Exercise - Rewrite the records below with "place a dot" swapped for "put a marker" everywhere it occurs, keeping every other word unchanged.

>> begin

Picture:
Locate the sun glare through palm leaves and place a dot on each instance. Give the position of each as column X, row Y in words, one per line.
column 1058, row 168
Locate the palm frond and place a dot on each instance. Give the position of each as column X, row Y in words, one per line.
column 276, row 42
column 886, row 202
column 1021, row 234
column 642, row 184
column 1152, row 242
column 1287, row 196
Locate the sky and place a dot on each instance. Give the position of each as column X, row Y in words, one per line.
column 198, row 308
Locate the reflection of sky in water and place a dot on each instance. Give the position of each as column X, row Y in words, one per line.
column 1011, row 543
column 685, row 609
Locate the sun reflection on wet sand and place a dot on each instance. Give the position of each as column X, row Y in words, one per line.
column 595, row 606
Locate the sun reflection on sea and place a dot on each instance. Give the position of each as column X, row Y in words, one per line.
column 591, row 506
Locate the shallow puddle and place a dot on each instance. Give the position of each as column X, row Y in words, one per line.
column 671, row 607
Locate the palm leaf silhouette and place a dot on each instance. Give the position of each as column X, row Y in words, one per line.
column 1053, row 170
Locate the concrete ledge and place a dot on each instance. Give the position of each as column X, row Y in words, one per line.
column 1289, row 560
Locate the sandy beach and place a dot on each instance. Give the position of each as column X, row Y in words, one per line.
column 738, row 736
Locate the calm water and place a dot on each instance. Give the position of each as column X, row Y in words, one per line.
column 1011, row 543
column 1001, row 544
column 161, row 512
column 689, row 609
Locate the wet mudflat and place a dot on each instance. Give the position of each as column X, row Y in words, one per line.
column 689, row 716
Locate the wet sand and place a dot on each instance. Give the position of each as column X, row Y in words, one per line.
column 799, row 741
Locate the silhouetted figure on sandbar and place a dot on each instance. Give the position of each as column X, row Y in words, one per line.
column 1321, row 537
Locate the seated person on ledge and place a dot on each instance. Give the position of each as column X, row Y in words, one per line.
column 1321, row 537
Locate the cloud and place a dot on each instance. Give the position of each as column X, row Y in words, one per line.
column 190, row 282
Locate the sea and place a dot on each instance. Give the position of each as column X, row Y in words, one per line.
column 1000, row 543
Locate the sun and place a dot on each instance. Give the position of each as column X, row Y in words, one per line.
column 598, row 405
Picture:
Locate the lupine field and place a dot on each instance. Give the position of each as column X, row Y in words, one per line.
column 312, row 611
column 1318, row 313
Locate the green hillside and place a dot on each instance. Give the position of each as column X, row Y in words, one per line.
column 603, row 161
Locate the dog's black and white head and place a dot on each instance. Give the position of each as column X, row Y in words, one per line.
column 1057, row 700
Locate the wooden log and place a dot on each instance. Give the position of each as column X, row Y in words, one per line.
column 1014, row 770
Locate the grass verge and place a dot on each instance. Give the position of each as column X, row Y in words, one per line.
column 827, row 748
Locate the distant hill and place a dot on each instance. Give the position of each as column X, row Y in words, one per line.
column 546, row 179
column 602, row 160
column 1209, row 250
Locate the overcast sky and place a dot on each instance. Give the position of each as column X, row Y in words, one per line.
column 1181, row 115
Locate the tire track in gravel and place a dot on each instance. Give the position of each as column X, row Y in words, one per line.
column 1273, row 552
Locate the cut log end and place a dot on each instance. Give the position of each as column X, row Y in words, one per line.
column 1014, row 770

>> end

Completed task -
Picture:
Locate the sun glare through palm leaves and put a marker on each instance. Give the position of each as column X, row Y in words, one per line.
column 1058, row 168
Locate the palm frond and put a marker on each instance. Give the position of each as column X, row Y in words, one per line.
column 276, row 42
column 886, row 202
column 1021, row 234
column 642, row 184
column 1152, row 242
column 1287, row 196
Locate the sky and put a marker on each instance. Give the position of each as column X, row Y in words, one per line.
column 198, row 308
Locate the reflection of sky in water and put a marker on each instance. Give the position of each as column X, row Y in words, one per line.
column 1011, row 543
column 685, row 609
Locate the sun reflection on wet sand and put a marker on each instance. Give the position of each as column X, row Y in words, one per line.
column 595, row 606
Locate the sun reflection on sea and put a marker on each instance. Give the position of each as column X, row Y in words, one per line.
column 591, row 506
Locate the shallow puddle and put a marker on each instance. Give the position of each as column X, row Y in words, one per line.
column 671, row 607
Locate the palm leaf silhouette and put a marker on each instance. Give the position of each as column X, row Y in words, one per line.
column 1053, row 170
Locate the concrete ledge and put a marker on each instance. Give the position of each as column X, row Y in words, one per line.
column 1289, row 560
Locate the sandy beach and put a marker on each instance. Give the position of each as column X, row Y in words, one per line.
column 738, row 736
Locate the calm water and put a marker on each instance. Give the position of each as column X, row Y in words, one per line.
column 1011, row 543
column 1001, row 544
column 161, row 512
column 689, row 609
Locate the wet mudflat and put a marker on each instance. Give the position of each as column X, row Y in words, one per line.
column 689, row 716
Locate the wet sand and put a marker on each instance. Give the position of each as column X, row Y in words, one per line.
column 799, row 741
Locate the silhouetted figure on sandbar and put a marker on each instance. Give the position of each as column X, row Y in words, one per line.
column 1321, row 537
Locate the seated person on ledge and put a marker on each instance. Give the position of each as column X, row Y in words, one per line.
column 1321, row 537
Locate the cloud and put a marker on each instance. Give the position of each as column X, row Y in words, one per line.
column 190, row 282
Locate the sea and put a marker on each instance. Give the position of each as column X, row Y in words, one per line.
column 1000, row 543
Locate the sun and put a marker on each instance. Give the position of each as column X, row Y in words, one per line.
column 598, row 405
Picture:
Locate the lupine field and put a marker on each instance. Give the position of each as column X, row Y in words, one per line.
column 312, row 611
column 1318, row 313
Locate the green hillside and put a marker on each instance. Give the position of each as column X, row Y in words, one per line.
column 603, row 161
Locate the dog's black and white head and put a marker on each instance. Give the position of each as column X, row Y in words, one per line.
column 1057, row 700
Locate the wooden log and put a marker on each instance. Give the position of each as column X, row Y in words, one per line.
column 1014, row 770
Locate the grass verge and put a marker on each instance. Give the position of each as column X, row Y in words, one per line.
column 827, row 748
Locate the distant hill and put a marker on each instance. Give the position of each as column X, row Y in words, one per line.
column 546, row 179
column 602, row 160
column 1209, row 250
Locate the overcast sky and put a marker on each instance. Give the position of each as column X, row Y in words, one per line.
column 1181, row 115
Locate the tire track in gravel and put a marker on each instance. Give the position of each as column X, row Y in words, one per line.
column 1273, row 552
Locate the cut log end and put a marker on each instance. Give the position of each as column X, row Y in words, one per line.
column 1014, row 770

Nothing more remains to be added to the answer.